>> Start DATASET CONTENT

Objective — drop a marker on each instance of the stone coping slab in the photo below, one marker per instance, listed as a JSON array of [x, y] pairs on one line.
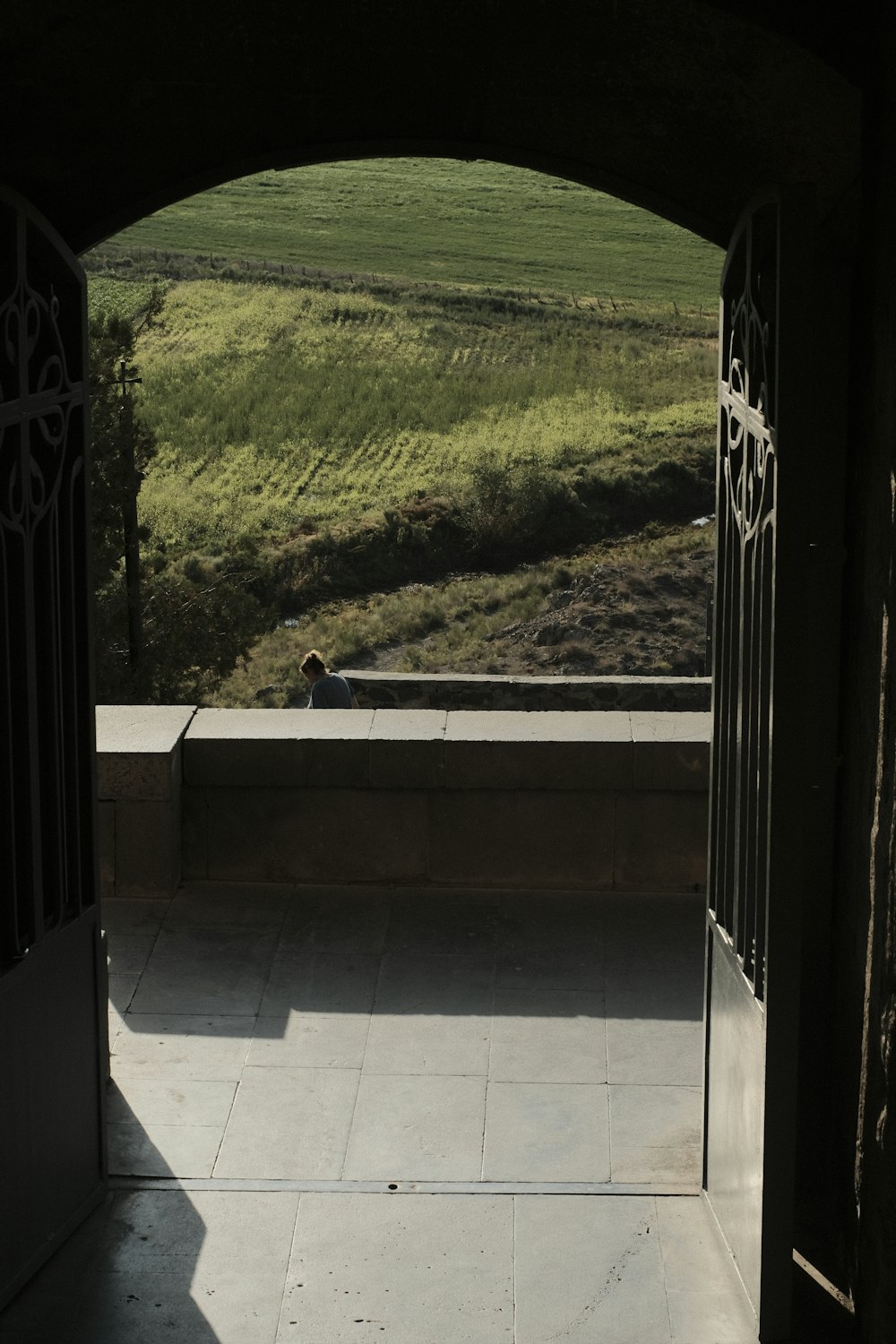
[[432, 749], [137, 749], [487, 691]]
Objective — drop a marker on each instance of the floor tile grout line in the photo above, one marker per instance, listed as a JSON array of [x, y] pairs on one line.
[[513, 1253], [367, 1037], [265, 1185], [662, 1266], [249, 1040], [487, 1066]]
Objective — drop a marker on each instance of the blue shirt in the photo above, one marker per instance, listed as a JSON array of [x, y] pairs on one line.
[[331, 693]]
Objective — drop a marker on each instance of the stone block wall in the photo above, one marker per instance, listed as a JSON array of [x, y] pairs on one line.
[[139, 779], [592, 800], [427, 797]]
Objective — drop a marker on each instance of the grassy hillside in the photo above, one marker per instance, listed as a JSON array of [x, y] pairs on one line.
[[440, 220], [280, 408], [438, 368]]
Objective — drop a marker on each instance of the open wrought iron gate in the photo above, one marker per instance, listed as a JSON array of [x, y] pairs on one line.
[[774, 746], [53, 1002]]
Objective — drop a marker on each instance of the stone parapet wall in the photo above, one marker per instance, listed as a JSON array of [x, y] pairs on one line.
[[590, 801], [441, 691], [140, 806]]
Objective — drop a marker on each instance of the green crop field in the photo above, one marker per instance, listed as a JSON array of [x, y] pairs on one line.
[[274, 406], [382, 373], [441, 220]]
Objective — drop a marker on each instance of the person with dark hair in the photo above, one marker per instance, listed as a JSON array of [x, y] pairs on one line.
[[330, 690]]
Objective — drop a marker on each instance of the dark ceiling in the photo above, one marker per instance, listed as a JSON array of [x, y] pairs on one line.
[[115, 110]]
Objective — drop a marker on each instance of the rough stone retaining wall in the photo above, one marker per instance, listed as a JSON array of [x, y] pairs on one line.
[[590, 801]]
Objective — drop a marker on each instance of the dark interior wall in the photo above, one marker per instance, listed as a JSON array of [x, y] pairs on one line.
[[863, 1073], [685, 108]]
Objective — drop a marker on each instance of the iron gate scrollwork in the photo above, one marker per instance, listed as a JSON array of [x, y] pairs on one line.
[[745, 607], [46, 738]]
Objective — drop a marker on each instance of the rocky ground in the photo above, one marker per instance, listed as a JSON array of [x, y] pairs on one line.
[[619, 621], [614, 620]]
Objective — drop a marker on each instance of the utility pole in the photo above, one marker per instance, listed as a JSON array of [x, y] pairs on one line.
[[129, 516]]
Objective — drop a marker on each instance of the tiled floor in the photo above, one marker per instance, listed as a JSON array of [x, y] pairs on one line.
[[266, 1039], [406, 1037], [282, 1268]]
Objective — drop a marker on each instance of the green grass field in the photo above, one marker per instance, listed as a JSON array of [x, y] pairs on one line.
[[441, 220], [490, 362]]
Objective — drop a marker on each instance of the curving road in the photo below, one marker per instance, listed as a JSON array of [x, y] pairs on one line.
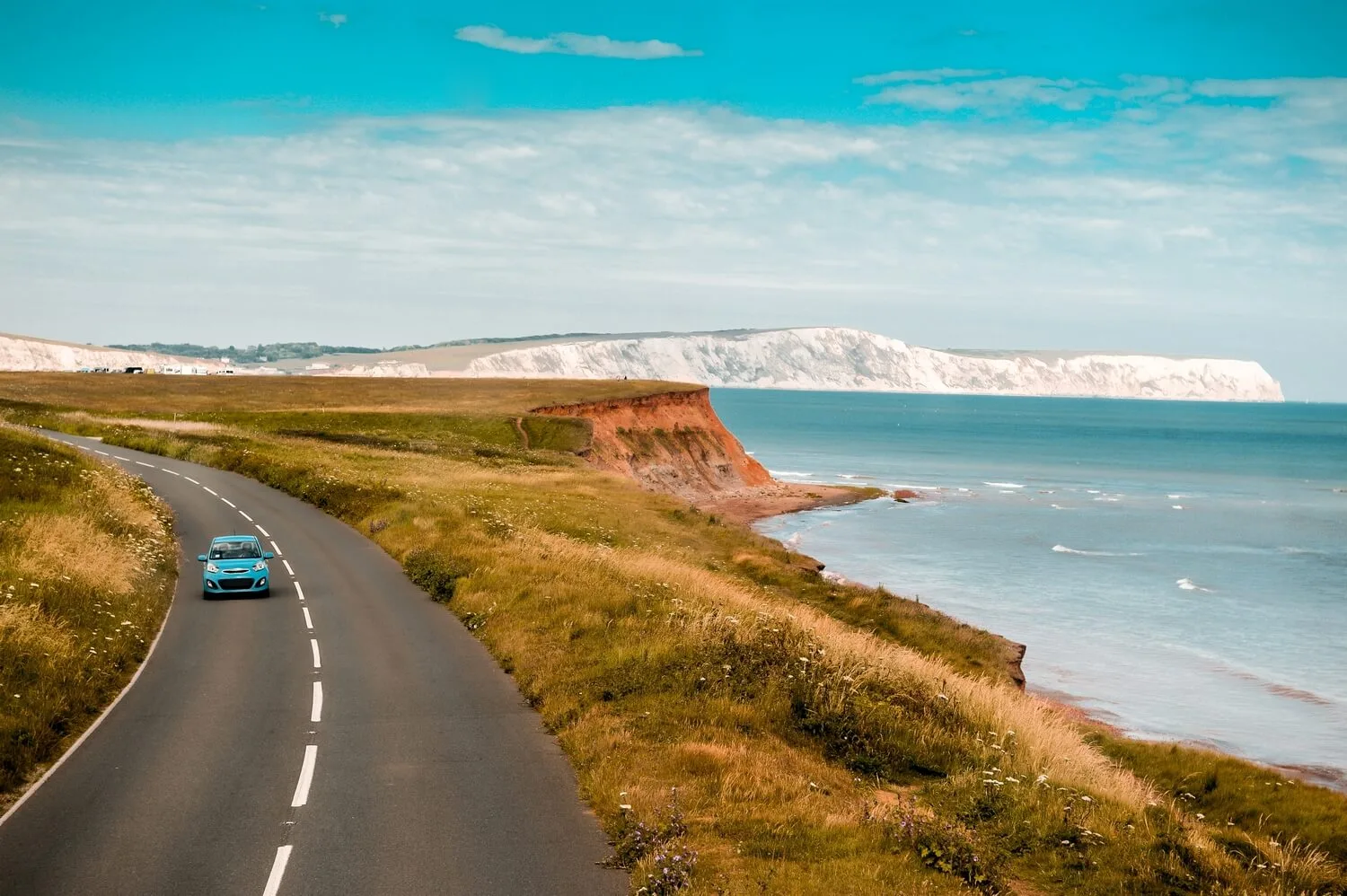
[[344, 736]]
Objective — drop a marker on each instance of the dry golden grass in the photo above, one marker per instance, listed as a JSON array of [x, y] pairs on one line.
[[86, 572], [1047, 744], [810, 755], [73, 545]]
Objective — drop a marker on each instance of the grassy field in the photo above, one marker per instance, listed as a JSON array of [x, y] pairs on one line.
[[86, 573], [727, 709]]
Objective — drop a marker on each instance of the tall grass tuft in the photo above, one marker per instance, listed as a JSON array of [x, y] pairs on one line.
[[86, 572]]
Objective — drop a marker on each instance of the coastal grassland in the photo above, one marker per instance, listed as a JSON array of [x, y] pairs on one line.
[[717, 697], [86, 573]]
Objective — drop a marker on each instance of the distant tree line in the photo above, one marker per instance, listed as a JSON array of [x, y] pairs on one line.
[[287, 350]]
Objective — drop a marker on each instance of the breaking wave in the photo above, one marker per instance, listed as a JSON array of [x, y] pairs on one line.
[[1063, 549]]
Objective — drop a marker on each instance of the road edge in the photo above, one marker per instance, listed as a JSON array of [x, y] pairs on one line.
[[93, 726]]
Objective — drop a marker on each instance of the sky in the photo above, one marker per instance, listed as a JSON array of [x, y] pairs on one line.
[[1147, 177]]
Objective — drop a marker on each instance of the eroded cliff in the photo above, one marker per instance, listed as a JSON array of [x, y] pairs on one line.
[[668, 442]]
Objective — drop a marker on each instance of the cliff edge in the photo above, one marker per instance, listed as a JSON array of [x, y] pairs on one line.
[[670, 442]]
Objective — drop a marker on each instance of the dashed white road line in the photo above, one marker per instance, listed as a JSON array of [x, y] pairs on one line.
[[277, 871], [306, 777]]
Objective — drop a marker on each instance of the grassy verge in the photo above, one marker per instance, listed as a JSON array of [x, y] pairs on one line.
[[729, 710], [86, 573]]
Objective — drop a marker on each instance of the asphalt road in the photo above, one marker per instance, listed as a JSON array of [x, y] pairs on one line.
[[419, 769]]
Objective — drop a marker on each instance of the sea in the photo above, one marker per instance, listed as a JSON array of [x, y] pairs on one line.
[[1176, 569]]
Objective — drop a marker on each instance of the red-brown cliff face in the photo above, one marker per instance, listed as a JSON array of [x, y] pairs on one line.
[[670, 442]]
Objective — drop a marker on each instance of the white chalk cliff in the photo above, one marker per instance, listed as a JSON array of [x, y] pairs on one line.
[[837, 358], [27, 353]]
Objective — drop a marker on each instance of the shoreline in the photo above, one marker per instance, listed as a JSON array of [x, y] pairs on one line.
[[1069, 705], [754, 503]]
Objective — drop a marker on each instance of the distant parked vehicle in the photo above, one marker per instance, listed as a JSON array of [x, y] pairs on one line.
[[234, 564]]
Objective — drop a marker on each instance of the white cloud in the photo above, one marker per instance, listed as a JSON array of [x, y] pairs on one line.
[[1172, 234], [576, 45], [923, 75], [1140, 97]]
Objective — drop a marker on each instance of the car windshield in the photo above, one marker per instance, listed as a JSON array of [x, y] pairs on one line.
[[234, 551]]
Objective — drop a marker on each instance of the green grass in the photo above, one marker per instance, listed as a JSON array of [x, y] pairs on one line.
[[86, 573], [822, 739]]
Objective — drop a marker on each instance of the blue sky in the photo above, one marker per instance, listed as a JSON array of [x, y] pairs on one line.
[[1166, 177]]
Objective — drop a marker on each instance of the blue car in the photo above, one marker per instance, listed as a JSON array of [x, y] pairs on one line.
[[236, 564]]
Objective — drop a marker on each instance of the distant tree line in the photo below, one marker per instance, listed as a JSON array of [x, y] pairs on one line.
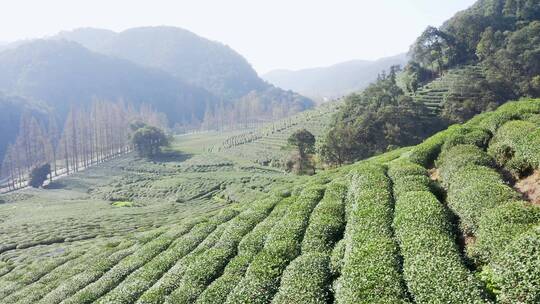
[[497, 39], [500, 36], [89, 136]]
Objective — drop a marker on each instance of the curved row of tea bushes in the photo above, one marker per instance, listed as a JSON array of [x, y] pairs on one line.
[[210, 264], [34, 292], [492, 121], [463, 135], [327, 222], [261, 280], [129, 290], [516, 146], [473, 187], [168, 282], [370, 272], [248, 248], [499, 226], [16, 280], [307, 279], [432, 265], [454, 159], [91, 274], [517, 271], [426, 152], [336, 258], [124, 268]]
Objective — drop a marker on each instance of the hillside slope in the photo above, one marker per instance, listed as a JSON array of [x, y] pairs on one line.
[[183, 54], [62, 74], [334, 81], [381, 230]]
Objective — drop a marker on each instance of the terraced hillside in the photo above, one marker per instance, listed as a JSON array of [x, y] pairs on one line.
[[455, 84], [440, 222], [268, 145]]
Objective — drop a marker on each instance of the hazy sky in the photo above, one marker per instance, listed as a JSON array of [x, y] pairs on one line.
[[271, 34]]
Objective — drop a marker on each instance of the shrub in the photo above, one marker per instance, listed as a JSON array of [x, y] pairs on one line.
[[327, 221], [517, 272], [248, 248], [261, 280], [411, 183], [509, 111], [453, 159], [527, 155], [121, 270], [93, 272], [499, 226], [305, 280], [432, 264], [471, 202], [425, 153], [467, 136], [202, 237], [370, 267], [336, 258], [401, 169], [211, 263], [509, 138]]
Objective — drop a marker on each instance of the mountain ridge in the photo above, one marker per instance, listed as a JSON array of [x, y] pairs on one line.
[[333, 81]]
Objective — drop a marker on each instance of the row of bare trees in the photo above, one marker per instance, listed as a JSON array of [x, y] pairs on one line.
[[90, 135]]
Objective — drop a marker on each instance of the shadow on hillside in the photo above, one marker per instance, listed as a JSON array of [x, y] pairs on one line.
[[171, 156]]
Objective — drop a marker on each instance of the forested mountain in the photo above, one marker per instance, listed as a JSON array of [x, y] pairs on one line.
[[11, 110], [196, 60], [63, 74], [479, 59], [333, 81]]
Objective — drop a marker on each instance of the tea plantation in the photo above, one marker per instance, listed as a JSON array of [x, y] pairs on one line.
[[441, 222]]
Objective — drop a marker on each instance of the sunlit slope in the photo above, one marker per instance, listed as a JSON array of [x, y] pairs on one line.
[[437, 223], [267, 145]]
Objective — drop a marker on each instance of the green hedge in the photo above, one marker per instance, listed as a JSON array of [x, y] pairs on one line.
[[467, 136], [120, 271], [211, 263], [471, 201], [432, 265], [453, 159], [327, 222], [510, 144], [517, 272], [89, 275], [203, 242], [305, 280], [425, 153], [336, 258], [248, 248], [282, 245], [370, 271], [34, 292], [499, 226]]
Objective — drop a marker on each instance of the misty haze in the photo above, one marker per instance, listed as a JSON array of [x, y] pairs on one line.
[[270, 152]]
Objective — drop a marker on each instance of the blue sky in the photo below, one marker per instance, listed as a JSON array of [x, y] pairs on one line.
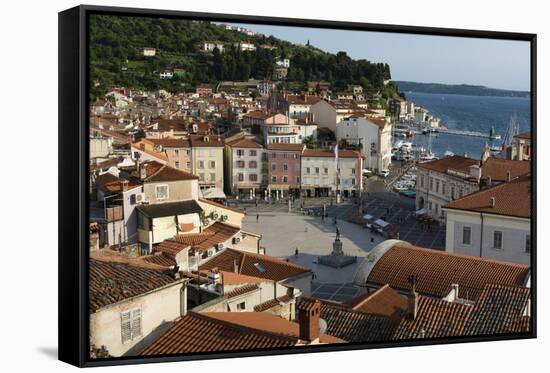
[[429, 59]]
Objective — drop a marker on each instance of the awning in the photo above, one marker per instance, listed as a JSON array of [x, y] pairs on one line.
[[381, 223], [213, 193], [421, 212]]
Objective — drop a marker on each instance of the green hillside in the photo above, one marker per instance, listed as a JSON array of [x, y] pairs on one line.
[[115, 57]]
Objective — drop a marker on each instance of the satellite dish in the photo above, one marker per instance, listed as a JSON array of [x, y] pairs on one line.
[[322, 326]]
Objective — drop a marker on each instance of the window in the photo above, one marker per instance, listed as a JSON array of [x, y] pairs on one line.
[[497, 240], [161, 192], [466, 236], [130, 325]]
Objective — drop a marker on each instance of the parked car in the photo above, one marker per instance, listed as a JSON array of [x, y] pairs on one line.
[[384, 173]]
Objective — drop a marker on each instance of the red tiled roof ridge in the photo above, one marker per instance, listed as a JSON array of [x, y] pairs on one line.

>> End DATASET CONTENT

**EXERCISE DETAILS**
Rewrite the entries starting at the line that contains "Objective — drop a marker on each instance of the hillside" and ending at the line that contains "[[183, 54], [62, 74], [334, 81], [381, 230]]" as a Markdown table with the columns Row and Line, one row per line and blank lines left out.

**EXERCISE ANSWER**
| Row | Line |
|---|---|
| 1 | Objective — drop a marker on each instance of the hillside slope in the photo above, one marker per instance, listed as a JSON array of [x, y] pairs on one line. |
| 2 | [[183, 54], [62, 74], [334, 81], [381, 230]] |